Exercise goal ▸
In the records below, copy the line that contains "Query: blue sky" and each line after it, word for word, through the last.

Source data:
.....

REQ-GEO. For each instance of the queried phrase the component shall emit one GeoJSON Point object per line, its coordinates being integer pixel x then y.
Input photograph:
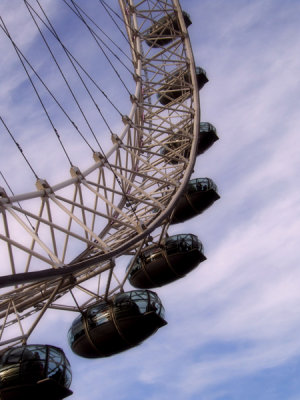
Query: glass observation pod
{"type": "Point", "coordinates": [179, 83]}
{"type": "Point", "coordinates": [200, 194]}
{"type": "Point", "coordinates": [110, 327]}
{"type": "Point", "coordinates": [158, 266]}
{"type": "Point", "coordinates": [176, 145]}
{"type": "Point", "coordinates": [34, 372]}
{"type": "Point", "coordinates": [165, 30]}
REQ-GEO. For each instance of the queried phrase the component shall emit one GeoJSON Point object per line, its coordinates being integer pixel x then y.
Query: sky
{"type": "Point", "coordinates": [233, 323]}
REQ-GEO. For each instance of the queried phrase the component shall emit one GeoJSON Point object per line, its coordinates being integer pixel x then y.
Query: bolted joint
{"type": "Point", "coordinates": [98, 156]}
{"type": "Point", "coordinates": [126, 120]}
{"type": "Point", "coordinates": [42, 184]}
{"type": "Point", "coordinates": [76, 173]}
{"type": "Point", "coordinates": [115, 139]}
{"type": "Point", "coordinates": [3, 194]}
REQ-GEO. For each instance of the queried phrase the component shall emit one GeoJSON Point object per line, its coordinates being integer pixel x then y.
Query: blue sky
{"type": "Point", "coordinates": [233, 324]}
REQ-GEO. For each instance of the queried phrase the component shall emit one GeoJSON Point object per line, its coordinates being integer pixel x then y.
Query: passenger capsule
{"type": "Point", "coordinates": [207, 137]}
{"type": "Point", "coordinates": [200, 194]}
{"type": "Point", "coordinates": [165, 30]}
{"type": "Point", "coordinates": [179, 84]}
{"type": "Point", "coordinates": [34, 372]}
{"type": "Point", "coordinates": [178, 146]}
{"type": "Point", "coordinates": [160, 265]}
{"type": "Point", "coordinates": [110, 327]}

.....

Task answer ▸
Query: blue sky
{"type": "Point", "coordinates": [233, 324]}
REQ-GEO. For each instance of the queried phrase the component shall emit one GeoJSON Point object per line, its coordinates being integer pixel x then y.
Query: passenger capsule
{"type": "Point", "coordinates": [207, 137]}
{"type": "Point", "coordinates": [200, 194]}
{"type": "Point", "coordinates": [165, 30]}
{"type": "Point", "coordinates": [179, 84]}
{"type": "Point", "coordinates": [34, 372]}
{"type": "Point", "coordinates": [178, 146]}
{"type": "Point", "coordinates": [160, 265]}
{"type": "Point", "coordinates": [110, 327]}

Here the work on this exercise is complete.